Required work. The answer must consist of every line in the records that contains the word "below".

Given records.
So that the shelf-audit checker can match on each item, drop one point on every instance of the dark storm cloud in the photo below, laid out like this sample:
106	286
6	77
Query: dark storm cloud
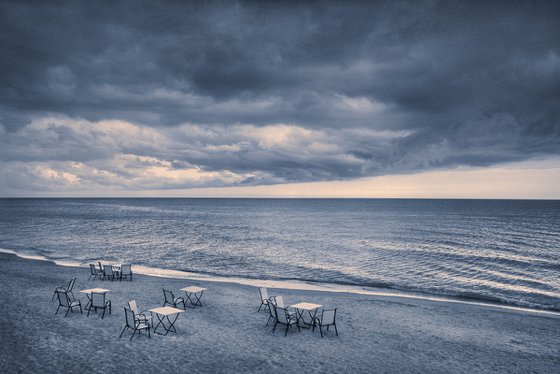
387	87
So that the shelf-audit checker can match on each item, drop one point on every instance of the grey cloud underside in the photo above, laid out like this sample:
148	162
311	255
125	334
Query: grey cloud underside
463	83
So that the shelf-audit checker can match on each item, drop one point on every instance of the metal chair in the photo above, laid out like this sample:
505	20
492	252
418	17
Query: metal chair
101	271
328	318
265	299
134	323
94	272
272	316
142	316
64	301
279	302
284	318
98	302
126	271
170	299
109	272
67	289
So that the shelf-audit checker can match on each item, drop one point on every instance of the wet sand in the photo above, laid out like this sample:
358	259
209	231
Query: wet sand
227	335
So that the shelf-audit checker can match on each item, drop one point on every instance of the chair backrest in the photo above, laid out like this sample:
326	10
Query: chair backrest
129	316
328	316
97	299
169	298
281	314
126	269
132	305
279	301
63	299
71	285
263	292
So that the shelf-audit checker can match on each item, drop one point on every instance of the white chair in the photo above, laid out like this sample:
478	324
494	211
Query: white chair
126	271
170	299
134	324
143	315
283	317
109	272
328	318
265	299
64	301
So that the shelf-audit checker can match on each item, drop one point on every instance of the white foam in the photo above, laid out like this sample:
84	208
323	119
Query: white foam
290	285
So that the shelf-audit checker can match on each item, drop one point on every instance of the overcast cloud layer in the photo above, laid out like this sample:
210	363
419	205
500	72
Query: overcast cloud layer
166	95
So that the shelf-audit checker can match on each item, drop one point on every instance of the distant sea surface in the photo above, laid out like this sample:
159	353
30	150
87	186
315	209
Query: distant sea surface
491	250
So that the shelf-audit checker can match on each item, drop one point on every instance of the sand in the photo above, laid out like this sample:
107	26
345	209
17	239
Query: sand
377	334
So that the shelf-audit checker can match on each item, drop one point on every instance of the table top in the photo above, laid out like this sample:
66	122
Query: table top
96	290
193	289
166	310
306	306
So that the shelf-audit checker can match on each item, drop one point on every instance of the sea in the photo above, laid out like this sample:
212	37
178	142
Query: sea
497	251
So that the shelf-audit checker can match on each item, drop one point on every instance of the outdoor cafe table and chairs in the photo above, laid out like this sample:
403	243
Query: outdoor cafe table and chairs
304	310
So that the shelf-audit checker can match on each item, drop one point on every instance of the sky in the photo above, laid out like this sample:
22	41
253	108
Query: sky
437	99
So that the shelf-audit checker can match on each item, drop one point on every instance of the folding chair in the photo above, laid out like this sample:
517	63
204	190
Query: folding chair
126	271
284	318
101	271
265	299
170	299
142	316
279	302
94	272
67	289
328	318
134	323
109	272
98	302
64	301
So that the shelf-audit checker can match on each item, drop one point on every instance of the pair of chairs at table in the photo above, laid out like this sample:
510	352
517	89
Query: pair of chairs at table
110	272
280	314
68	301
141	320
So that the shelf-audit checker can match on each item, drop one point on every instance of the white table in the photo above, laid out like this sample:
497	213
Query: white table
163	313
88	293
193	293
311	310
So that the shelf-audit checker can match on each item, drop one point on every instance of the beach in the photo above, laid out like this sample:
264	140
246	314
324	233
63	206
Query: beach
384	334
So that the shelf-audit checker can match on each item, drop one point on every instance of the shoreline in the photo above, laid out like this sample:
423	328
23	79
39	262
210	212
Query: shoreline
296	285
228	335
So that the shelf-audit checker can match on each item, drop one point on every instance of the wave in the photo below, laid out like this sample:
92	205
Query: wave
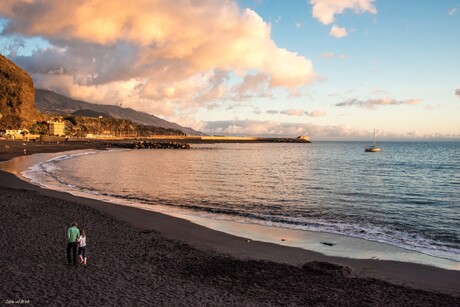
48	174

Exercise response.
So that the shelf-audit checker can match on each item, drop one point on every instance of the dark storm cloud in the photo below, laid out like this sample:
So that the shelf-audit checker can match on each item, drop one point on every instance of the wave in the photo below, laid out like this sample:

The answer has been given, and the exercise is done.